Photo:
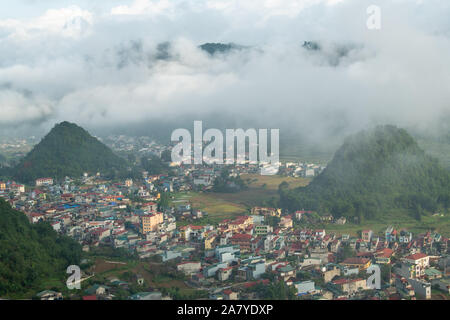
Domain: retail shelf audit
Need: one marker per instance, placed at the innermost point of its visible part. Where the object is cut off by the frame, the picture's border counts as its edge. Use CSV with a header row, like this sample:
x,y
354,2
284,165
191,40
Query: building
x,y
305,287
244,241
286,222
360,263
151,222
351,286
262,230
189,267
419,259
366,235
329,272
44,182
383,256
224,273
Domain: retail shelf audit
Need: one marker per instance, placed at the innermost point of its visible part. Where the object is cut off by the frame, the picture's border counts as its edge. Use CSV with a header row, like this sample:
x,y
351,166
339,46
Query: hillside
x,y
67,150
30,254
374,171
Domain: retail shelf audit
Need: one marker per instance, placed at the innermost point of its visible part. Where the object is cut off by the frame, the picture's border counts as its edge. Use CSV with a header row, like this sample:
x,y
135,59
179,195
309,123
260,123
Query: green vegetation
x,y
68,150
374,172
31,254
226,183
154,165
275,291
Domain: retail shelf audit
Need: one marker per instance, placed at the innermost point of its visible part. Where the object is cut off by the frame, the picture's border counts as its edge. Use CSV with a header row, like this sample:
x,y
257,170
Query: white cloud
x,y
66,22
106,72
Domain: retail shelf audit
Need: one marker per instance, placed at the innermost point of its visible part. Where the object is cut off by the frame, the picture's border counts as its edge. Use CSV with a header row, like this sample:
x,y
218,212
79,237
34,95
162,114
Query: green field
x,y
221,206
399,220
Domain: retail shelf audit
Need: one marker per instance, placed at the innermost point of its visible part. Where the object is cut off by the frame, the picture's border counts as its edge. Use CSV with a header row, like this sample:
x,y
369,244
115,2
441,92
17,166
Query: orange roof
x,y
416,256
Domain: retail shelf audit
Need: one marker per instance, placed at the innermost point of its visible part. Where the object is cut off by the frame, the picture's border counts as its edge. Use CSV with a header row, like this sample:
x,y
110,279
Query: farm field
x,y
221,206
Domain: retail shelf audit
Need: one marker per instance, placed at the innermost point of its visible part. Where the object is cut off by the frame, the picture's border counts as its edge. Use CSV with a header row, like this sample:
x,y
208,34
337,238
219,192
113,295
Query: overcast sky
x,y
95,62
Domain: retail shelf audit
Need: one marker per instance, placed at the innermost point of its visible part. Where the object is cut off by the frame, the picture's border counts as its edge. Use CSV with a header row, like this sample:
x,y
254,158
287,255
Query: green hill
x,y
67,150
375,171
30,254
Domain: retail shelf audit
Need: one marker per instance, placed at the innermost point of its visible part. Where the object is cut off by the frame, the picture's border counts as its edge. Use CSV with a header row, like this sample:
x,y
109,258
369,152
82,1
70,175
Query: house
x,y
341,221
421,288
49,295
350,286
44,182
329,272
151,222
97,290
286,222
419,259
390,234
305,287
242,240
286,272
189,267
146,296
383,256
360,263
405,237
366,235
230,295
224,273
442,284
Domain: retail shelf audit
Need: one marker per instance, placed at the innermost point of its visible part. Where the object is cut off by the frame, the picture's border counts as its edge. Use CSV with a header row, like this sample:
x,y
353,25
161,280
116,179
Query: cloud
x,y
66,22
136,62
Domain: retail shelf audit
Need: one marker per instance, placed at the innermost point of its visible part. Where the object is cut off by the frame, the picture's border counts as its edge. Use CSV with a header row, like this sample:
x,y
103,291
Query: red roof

**Exercise details**
Strip the images and reproduce the remaining records precisely.

**Correct result**
Photo:
Domain: retail shelf audit
Need: one marker per instance, placed at the innermost point of its visible part. Where the object is cut off by the frame, the picture's border counts as its edge. Use CSV with a header row, like this sample:
x,y
354,2
284,165
191,40
Query: building
x,y
305,287
244,241
286,222
360,263
151,222
351,286
262,230
189,267
419,259
366,235
329,272
44,182
383,256
224,273
Domain: retail shelf audit
Need: one marker per instance, placed at the innermost point of its visible part. Where the object is cut off by the frame, the picture's border counts as its edge. Use CSV with a header row, like this sample:
x,y
351,166
339,46
Query: hillside
x,y
67,150
30,254
374,171
Domain: retail shelf audit
Need: one marker per instance, placed at the innermost point of its visible part. Where the object is cut off by the frame, the picture's border counts as its edge. Use CSV with a header row, like this sample:
x,y
135,59
179,195
309,123
260,123
Query: green vegetation
x,y
68,150
374,172
31,254
226,183
154,165
275,291
Domain: retail shelf audit
Need: one marker per instance, placed at the innermost point of its visible part. Where the object is cut off by the frame, the picture's border counts as its edge. Use CSV with a header row, like this sample:
x,y
257,170
Query: white cloud
x,y
66,22
106,72
Domain: retail shelf audit
Need: one marker per instance, placed at the innermost point of its visible part. Where the object is cut off by the frame, the picture's border counts as its edge. Use CSV with a header row, like this sample:
x,y
218,212
79,237
34,95
162,114
Query: green field
x,y
221,206
399,220
Domain: retail shelf audit
Need: one marker per instance, placed at the innermost point of its visible part. Where the object is cut off by the frame, the picture's border counts as its edge. Use CSV with a header row, like this sample:
x,y
369,244
115,2
441,92
17,166
Query: orange roof
x,y
416,256
Domain: retail shelf audit
Need: one marker per instance, placed at the innermost point of its visible part. Where the object is cut off by the frame, the picture's border counts as its edge. Use CSV with a header row, like this sample:
x,y
110,279
Query: farm field
x,y
221,206
Domain: retail shelf audit
Need: one marker per instance, placed at the innermost point of its visible part. Where the object is cut off by the frame, the picture's border counts as its edge. Use CSV with a header row, like this sample:
x,y
208,34
337,238
219,192
113,295
Query: overcast sky
x,y
95,62
Domain: retail shelf audit
Need: one marker per instance, placed at the innermost point of its visible part. Where the object is cut off by the frame, the picture's border counts as its edge. Use CSV with a header row, like this sample:
x,y
254,158
287,255
Query: green hill
x,y
67,150
375,171
30,254
Domain: retail shelf audit
Need: one marker per instance, placed at the innermost point of its visible part. Where the object is cut off by the frame, the picture's border counts as its edge. Use CSV with a header row, like this sample:
x,y
109,258
369,152
82,1
70,175
Query: house
x,y
341,221
421,288
49,295
350,286
44,182
329,272
151,222
97,290
286,222
419,259
390,234
305,287
242,240
286,272
189,267
146,296
383,256
360,263
405,237
366,235
230,295
224,273
442,284
Domain: retail shelf audit
Need: one marker per instance, placed at the innermost point of its visible part. Where the object is cut off by the frame, the picture's border counts as its edge. Use CSV with a header row, like this sample:
x,y
353,25
161,280
116,179
Query: cloud
x,y
66,22
136,62
Domain: retail shelf audit
Need: one marker per instance, placed at the innermost point of its visible part. Where the object is cut off by the frame, the picture's border counts as its edge. Use CSV with a header row, like this sample:
x,y
103,291
Query: red roof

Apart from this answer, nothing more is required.